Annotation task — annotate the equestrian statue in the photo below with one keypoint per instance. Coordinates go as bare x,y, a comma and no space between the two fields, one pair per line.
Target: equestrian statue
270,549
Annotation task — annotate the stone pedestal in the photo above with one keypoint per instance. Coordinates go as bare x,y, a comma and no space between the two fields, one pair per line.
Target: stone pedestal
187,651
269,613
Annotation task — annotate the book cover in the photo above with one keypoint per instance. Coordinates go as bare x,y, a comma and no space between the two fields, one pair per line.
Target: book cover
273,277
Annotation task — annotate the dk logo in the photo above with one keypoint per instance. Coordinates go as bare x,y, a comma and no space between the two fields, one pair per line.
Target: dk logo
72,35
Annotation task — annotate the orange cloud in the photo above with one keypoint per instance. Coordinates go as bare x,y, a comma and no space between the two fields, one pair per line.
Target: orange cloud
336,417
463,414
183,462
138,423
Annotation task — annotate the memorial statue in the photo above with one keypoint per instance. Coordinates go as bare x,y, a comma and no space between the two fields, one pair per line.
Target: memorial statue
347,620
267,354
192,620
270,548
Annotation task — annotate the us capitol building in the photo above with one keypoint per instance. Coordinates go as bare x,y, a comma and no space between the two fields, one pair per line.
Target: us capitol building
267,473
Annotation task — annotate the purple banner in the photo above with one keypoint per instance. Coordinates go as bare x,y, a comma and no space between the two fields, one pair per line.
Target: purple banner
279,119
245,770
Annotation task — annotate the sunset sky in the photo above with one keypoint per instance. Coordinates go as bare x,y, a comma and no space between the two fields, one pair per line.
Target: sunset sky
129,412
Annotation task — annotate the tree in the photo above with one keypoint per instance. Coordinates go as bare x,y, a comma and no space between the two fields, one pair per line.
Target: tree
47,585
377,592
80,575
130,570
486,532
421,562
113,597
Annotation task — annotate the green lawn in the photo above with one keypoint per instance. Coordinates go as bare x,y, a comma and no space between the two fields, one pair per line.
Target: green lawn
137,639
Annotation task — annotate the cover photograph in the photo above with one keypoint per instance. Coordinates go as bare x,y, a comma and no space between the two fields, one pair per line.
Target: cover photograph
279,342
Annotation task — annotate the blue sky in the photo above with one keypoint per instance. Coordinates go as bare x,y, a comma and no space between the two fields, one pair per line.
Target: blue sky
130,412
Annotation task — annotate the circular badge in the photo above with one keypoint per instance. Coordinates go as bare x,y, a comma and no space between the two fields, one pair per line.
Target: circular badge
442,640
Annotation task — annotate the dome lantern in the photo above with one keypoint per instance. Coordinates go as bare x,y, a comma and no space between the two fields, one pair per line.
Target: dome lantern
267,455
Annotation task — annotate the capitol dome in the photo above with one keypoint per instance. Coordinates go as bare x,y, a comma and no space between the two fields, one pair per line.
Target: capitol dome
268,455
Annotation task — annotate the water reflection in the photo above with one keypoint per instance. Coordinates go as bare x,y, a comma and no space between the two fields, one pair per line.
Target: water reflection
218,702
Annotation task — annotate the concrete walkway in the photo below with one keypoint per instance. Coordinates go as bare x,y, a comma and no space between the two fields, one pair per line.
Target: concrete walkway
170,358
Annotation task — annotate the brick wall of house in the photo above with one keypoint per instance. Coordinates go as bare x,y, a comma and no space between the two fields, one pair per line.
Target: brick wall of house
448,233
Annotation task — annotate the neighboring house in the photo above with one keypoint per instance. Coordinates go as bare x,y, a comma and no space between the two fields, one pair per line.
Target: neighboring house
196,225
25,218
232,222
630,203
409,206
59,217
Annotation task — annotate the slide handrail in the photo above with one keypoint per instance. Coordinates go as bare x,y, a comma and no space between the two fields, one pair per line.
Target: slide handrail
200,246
*-*-*
- **Task details**
Give back, exactly as written, the lines from the one with "Annotation task — annotate the cover" to the last line.

- **Full output**
Annotation task — annotate the cover photograph in the photo above with one keypoint per instance. Coordinates go as bare x,y, a comma and no space between the two fields, one pair per line.
Target: cover photograph
279,342
Annotation task — annotate the blue sky in the photo above with one keypoint per instance. Coordinates go as bare x,y, a comma and no space between the two fields, one pair per line.
Target: blue sky
130,412
Annotation task — annotate the circular badge in the photo above with one keypoint per instance. Coordinates go as bare x,y, a comma and no space between the two fields, one pair per line.
Target: circular badge
442,640
Annotation task — annotate the dome lantern in the photo above with one keypoint per instance. Coordinates go as bare x,y, a comma and no space between the two fields, one pair per line.
Target: dome lantern
267,455
Annotation task — annotate the capitol dome in the photo above with one keypoint per instance. Coordinates go as bare x,y, a comma and no space between the two fields, one pair per line.
Target: capitol dome
268,455
Annotation task — annotate the water reflection in the photo above with one keypoint per instance. Coordinates go as bare x,y, a comma and no space between the two fields, one pair per line.
Target: water reflection
218,702
Annotation task — annotate the concrete walkway in the photo below with one keypoint per instance. Coordinates go as bare x,y, a comma and no space between the two fields, one pair per line.
Target: concrete walkway
170,358
Annotation task — annotate the brick wall of house in the photo above with one keypoint per instance. Coordinates go as bare x,y, a comma and no space between the two fields, one pair per line.
Target: brick wall of house
448,233
Annotation task — annotate the neighboring house in the photo above with one keypoint per instance. Coordinates go as bare x,y, a comma and no space between the two fields, one pair per line.
Target: neighboring house
196,225
25,218
232,222
630,203
409,206
59,217
Annotation task — annotate the slide handrail in the photo above with one keypoint per instance. Coordinates go as bare x,y, a comma and no space between the two fields, one pair per line.
Target: slide handrail
200,246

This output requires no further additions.